TASK TO CARRY OUT:
Copy each of the following items verbatim, line for line.

--- SUPPLIED MATERIAL ---

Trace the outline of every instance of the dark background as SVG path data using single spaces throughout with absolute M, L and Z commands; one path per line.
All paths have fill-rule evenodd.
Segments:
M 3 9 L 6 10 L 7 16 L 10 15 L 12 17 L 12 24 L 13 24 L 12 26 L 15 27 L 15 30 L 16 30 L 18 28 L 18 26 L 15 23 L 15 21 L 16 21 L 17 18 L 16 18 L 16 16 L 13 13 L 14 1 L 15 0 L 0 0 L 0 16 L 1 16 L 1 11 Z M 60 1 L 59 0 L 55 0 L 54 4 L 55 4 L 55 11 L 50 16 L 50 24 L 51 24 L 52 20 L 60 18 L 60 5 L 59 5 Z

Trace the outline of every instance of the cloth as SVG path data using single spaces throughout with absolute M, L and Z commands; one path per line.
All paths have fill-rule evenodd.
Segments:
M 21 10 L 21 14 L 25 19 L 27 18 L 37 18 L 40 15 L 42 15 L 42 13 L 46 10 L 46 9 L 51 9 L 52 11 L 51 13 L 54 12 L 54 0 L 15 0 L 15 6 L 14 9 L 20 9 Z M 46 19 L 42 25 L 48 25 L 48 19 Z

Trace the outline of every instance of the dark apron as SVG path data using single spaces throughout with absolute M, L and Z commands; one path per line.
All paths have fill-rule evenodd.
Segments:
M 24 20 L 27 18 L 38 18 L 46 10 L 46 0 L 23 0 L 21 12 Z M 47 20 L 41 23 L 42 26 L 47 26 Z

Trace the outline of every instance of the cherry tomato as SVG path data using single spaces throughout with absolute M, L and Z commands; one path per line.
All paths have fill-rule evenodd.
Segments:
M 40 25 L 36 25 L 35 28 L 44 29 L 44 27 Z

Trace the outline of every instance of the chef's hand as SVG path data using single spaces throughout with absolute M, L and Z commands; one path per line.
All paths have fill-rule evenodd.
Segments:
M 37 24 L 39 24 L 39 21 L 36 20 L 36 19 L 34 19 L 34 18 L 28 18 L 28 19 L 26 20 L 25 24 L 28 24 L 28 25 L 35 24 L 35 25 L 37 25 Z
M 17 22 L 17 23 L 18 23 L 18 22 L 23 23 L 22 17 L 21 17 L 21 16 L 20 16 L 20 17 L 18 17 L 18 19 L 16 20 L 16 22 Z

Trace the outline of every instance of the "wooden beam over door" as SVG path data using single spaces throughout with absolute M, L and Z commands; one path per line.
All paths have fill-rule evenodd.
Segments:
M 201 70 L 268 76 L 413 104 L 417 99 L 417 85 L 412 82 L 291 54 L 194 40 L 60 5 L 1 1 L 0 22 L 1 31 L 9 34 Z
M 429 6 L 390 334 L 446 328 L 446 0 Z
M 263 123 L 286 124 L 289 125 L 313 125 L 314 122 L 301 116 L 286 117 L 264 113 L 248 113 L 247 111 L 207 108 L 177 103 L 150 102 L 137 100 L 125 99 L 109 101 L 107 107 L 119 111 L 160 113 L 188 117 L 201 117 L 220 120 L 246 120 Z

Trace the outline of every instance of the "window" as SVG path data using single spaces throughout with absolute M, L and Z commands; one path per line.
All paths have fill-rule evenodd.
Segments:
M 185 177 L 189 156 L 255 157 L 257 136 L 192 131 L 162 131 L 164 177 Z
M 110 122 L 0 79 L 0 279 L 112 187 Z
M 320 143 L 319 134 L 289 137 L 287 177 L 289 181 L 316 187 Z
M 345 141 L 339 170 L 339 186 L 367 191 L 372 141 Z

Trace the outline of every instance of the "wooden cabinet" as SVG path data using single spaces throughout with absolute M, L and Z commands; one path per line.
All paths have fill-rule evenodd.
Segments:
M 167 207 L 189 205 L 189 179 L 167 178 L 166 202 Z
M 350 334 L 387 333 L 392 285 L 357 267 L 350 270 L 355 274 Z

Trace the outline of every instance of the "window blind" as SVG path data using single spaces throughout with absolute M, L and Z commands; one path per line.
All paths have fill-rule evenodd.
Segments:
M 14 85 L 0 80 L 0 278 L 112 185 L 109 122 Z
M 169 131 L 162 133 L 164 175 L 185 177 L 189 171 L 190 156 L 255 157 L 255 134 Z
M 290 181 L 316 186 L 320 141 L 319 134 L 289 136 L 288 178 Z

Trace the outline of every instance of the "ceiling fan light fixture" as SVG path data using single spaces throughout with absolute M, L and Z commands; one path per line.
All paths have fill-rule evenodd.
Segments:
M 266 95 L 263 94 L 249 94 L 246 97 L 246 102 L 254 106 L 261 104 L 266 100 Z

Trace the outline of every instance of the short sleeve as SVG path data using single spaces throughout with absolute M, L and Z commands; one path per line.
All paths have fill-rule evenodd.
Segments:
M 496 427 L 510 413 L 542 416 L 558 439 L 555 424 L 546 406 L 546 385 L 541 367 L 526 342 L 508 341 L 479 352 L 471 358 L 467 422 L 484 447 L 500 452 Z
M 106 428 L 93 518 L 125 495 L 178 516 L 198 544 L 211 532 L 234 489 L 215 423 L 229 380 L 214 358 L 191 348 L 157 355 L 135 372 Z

---

EXERCISE RESPONSE:
Trace the outline of every instance of the dark background as SVG path data using single spaces throughout with absolute M, L and Z commands; one path per line.
All paths have fill-rule evenodd.
Segments:
M 3 9 L 6 10 L 7 16 L 10 15 L 12 17 L 12 24 L 13 24 L 12 26 L 15 27 L 15 30 L 16 30 L 18 28 L 18 26 L 15 23 L 15 21 L 16 21 L 17 18 L 16 18 L 16 16 L 13 13 L 14 1 L 15 0 L 0 0 L 0 16 L 1 16 L 1 11 Z M 60 1 L 59 0 L 55 0 L 54 4 L 55 4 L 55 11 L 50 16 L 50 24 L 51 24 L 52 20 L 60 18 L 60 5 L 59 5 Z

Trace the outline of every instance of the cloth as SVG path data using single spaces throughout with absolute M, L and Z commands; one path per line.
All paths have fill-rule evenodd.
Segments:
M 21 10 L 21 14 L 25 19 L 27 18 L 37 18 L 40 15 L 42 15 L 42 13 L 46 10 L 46 9 L 51 9 L 52 11 L 51 13 L 54 12 L 54 0 L 15 0 L 15 6 L 14 9 L 20 9 Z M 46 19 L 42 25 L 48 25 L 48 19 Z

Trace the outline of every instance of the dark apron as SVG path data using single spaces throughout with absolute M, L and Z commands; one path per line.
All paths have fill-rule evenodd.
Segments:
M 24 20 L 27 18 L 38 18 L 46 10 L 46 0 L 23 0 L 21 12 Z M 47 20 L 41 23 L 42 26 L 47 26 Z

Trace the outline of every instance of the cherry tomato as SVG path data using single spaces throughout with absolute M, L and Z commands; one path per line.
All paths have fill-rule evenodd.
Segments:
M 40 25 L 36 25 L 35 28 L 44 29 L 44 27 Z

Trace the outline of every instance of the chef's hand as SVG path data using single spaces throughout with absolute M, L and Z commands; one path per line.
All paths have fill-rule evenodd.
Segments:
M 37 24 L 39 24 L 39 21 L 36 20 L 36 19 L 34 19 L 34 18 L 28 18 L 28 19 L 26 20 L 25 24 L 28 24 L 28 25 L 35 24 L 35 25 L 37 25 Z
M 17 22 L 17 23 L 18 23 L 18 22 L 23 23 L 22 17 L 21 17 L 21 16 L 20 16 L 20 17 L 18 17 L 18 19 L 16 20 L 16 22 Z

Trace the outline of every instance of the "wooden beam over door" as SVG path data using single spaces throughout with absolute M, L and Z commands; one path per line.
All paths have fill-rule evenodd.
Segments:
M 201 70 L 268 76 L 413 104 L 417 99 L 417 85 L 412 82 L 291 54 L 194 40 L 60 5 L 1 1 L 0 22 L 1 31 L 9 34 Z
M 429 6 L 390 334 L 446 328 L 446 0 Z
M 263 123 L 286 124 L 289 125 L 313 125 L 314 122 L 301 116 L 286 117 L 264 113 L 248 113 L 247 111 L 207 108 L 177 103 L 150 102 L 137 100 L 125 99 L 109 101 L 107 107 L 119 111 L 160 113 L 188 117 L 201 117 L 220 120 L 246 120 Z

Trace the outline of every instance of the "window" as SVG path data using single spaces throughout with absolute M, L and Z commands; one path per line.
All paths have fill-rule evenodd.
Segments:
M 185 177 L 189 156 L 255 157 L 257 136 L 192 131 L 162 131 L 164 177 Z
M 110 122 L 0 79 L 0 279 L 112 187 Z
M 320 143 L 319 134 L 289 137 L 287 177 L 289 181 L 316 187 Z
M 345 141 L 339 170 L 339 186 L 367 191 L 372 141 Z

Trace the outline of every instance of the "wooden cabinet" as SVG path data using single spaces throughout with absolute M, L and Z commands; one path per line.
All paths have fill-rule evenodd.
Segments:
M 167 207 L 189 205 L 189 179 L 167 178 L 166 202 Z
M 350 334 L 387 333 L 392 285 L 357 267 L 350 270 L 355 274 Z

Trace the outline of every instance of the "window blind" as SVG path data using single spaces throughout with absolute M, L and Z commands; one path per line.
All paths have fill-rule evenodd.
Segments:
M 14 85 L 0 80 L 0 278 L 112 185 L 109 122 Z
M 169 131 L 162 133 L 164 175 L 185 177 L 189 171 L 190 156 L 255 157 L 255 134 Z
M 290 181 L 316 186 L 320 141 L 319 134 L 289 136 L 288 178 Z

Trace the outline of every instance of the "ceiling fan light fixture" as SVG path data using single spaces throughout with absolute M, L and Z commands; one path per line.
All paths have fill-rule evenodd.
Segments:
M 266 95 L 263 94 L 249 94 L 246 97 L 246 102 L 254 106 L 261 104 L 266 100 Z

Trace the outline of every instance of the short sleeve as SVG path data using single spaces throughout with absolute M, L and Z commands; one path per line.
All paths have fill-rule evenodd.
Segments:
M 496 427 L 510 413 L 542 416 L 558 439 L 555 424 L 546 406 L 546 385 L 541 367 L 526 342 L 508 341 L 479 352 L 471 358 L 467 422 L 484 447 L 500 452 Z
M 106 428 L 93 518 L 125 495 L 178 516 L 198 544 L 211 532 L 234 489 L 215 423 L 229 380 L 214 358 L 191 348 L 157 355 L 135 372 Z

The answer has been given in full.